WHAT YOU NEED TO DO:
Can you transcribe every line of the material below word for word, without changing anything?

DATA TO PROCESS:

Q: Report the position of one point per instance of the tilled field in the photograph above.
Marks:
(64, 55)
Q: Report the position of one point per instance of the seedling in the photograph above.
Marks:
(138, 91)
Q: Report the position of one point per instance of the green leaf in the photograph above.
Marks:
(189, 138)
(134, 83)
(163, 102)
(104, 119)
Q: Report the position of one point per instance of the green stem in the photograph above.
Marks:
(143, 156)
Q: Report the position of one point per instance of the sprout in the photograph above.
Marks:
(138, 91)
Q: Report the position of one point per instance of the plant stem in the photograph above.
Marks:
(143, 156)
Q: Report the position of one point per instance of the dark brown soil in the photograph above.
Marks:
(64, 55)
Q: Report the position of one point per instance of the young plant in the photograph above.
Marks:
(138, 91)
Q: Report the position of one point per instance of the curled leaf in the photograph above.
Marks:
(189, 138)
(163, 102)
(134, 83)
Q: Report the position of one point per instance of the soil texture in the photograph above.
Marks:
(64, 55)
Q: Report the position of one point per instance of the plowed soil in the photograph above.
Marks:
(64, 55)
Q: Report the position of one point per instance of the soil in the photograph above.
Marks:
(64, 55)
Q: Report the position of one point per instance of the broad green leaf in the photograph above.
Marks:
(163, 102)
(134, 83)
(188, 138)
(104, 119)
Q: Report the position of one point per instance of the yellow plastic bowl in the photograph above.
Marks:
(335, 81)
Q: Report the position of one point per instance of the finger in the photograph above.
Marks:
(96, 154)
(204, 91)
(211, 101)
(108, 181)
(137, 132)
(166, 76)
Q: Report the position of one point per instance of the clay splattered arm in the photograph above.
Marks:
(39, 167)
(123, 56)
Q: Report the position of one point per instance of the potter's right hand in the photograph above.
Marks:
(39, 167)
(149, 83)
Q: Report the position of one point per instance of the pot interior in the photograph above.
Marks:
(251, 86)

RESPONSE TO THIS EXERCISE:
Q: Report the position of one point per instance of the tilled field in the photograph above.
Marks:
(64, 55)
Q: Report the position of one point per instance of the seedling in the photograph above.
Marks:
(138, 91)
Q: Report the position of one point per instance of the green leaf in the photograph above.
Marks:
(189, 138)
(134, 83)
(163, 102)
(104, 119)
Q: Report the position of one point per instance of the green stem in the photograph above.
Marks:
(143, 156)
Q: Report the position of one point per instance of the sprout in the photograph above.
Marks:
(138, 91)
Q: Report the position of one point per instance of the plant stem in the photograph above.
Marks:
(143, 156)
Q: Report the position of one point per instance of the dark brown soil in the photograph above.
Marks:
(64, 55)
Q: Report the position of one point per instance of the young plant in the photograph above.
Marks:
(138, 91)
Q: Report the position of one point per instance of the curled leaf in the photograph above.
Marks:
(189, 138)
(163, 102)
(134, 83)
Q: Report the position of one point per instance of the soil texture in the photograph above.
Marks:
(64, 55)
Q: Report the position of one point per instance of the plowed soil in the photograph above.
Marks:
(64, 55)
Q: Report the position of one point per instance of the soil in the photograph above.
Marks:
(64, 55)
Q: Report the position of one point per instance of the broad green leaf in the photograph above.
Marks:
(163, 102)
(134, 83)
(188, 138)
(104, 119)
Q: Report the position of one point per instance of the yellow plastic bowl in the photograph above.
Marks:
(335, 81)
Q: Report the position of one point per instance of the finger in the photograph above.
Marks:
(96, 154)
(204, 91)
(211, 101)
(108, 181)
(137, 132)
(166, 76)
Q: Report the position of one point per instance of the clay splattered arm in the photograph above.
Marks:
(39, 167)
(123, 56)
Q: Report the position of one point per instance of the potter's right hand in the photograph above.
Marks:
(39, 167)
(149, 83)
Q: Report the position of one point per instance of the pot interior in the photograph above.
Marks:
(251, 86)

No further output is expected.